EXPLORE THE MATERIAL:
(1) Answer these from the passage on information growth:
(a) What name does Gartner Research give the group of people it describes?
(b) Which university carried out the research project?
(c) What percentage of new information does the project say is stored on magnetic media?
(2) List every organization named in the passage on information growth.

PROVIDED TEXT:
:::
But this growth is not just incremental, it’s accelerating. There is a group of people who Gartner Research calls “Generation Virtual.” Unlike previous generations, who are usually defined by age, Generation V, regardless of:

gender, social demographic or geography … demonstrated achievement, accomplishments and an increasing preference for the use of digital media channels to discover information, build knowledge and share insights.

This generation is growing, and changing. My own use, consumption, and generation of information has changed, even over the last few years.

2003I recall a research project conducted at the University of California, Berkeley and sponsored by EMC Corporation — just five years ago — that concluded the following:

  • The amount of new information stored on paper, film, optical and magnetic media reached about five exabytes – or 5 million terabytes – in 2002, compared to about half that in 1999.
  • Some 92 percent of new information is stored on magnetic media, primarily hard drives.
  • New information flowing electronically on radio, television and the Internet in 2002 totaled nearly 18 exabytes.
  • The phone accounts for the largest percentage of information flow, with e-mail placing second.
  • While original information on paper continues to grow, most comes in the form of office documents and mail – not books, newspapers and journals.
  • Worldwide production of books increased by 2 percent in the last year.
  • Production of newspapers in the last year decreased by 2 percent.
  • The United States produces 35 percent of all print material, 40 percent of the images and more than half of the digitally stored material.
:::
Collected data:

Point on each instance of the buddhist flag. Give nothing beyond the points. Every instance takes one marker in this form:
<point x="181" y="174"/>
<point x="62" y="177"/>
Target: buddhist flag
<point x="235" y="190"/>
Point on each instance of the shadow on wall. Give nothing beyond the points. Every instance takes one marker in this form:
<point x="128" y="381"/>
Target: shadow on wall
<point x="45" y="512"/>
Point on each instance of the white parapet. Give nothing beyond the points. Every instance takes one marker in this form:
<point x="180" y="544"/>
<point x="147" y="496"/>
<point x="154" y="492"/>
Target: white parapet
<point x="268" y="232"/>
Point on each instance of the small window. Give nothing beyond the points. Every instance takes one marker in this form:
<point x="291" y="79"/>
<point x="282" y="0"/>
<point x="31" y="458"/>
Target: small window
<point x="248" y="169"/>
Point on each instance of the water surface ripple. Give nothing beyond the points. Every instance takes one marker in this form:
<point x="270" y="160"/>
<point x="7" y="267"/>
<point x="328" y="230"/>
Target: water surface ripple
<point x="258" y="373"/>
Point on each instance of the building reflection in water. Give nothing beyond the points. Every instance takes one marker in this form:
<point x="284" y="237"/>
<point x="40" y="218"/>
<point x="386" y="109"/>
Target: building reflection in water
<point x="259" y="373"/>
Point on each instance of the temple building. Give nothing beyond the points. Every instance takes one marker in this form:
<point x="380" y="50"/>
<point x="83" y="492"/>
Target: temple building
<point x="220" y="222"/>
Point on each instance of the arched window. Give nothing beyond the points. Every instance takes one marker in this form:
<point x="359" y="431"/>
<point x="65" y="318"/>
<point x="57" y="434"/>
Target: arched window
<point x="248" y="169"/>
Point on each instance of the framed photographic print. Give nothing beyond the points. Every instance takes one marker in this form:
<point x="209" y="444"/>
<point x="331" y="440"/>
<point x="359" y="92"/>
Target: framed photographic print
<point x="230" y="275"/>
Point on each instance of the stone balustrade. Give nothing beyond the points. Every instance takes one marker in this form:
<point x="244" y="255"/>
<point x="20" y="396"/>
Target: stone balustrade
:::
ANSWERS FOR THIS EXERCISE:
(1)
(a) "Generation Virtual," also called Generation V.
(b) The University of California, Berkeley.
(c) Some 92 percent.

(2)
- Gartner Research
- University of California, Berkeley
- EMC Corporation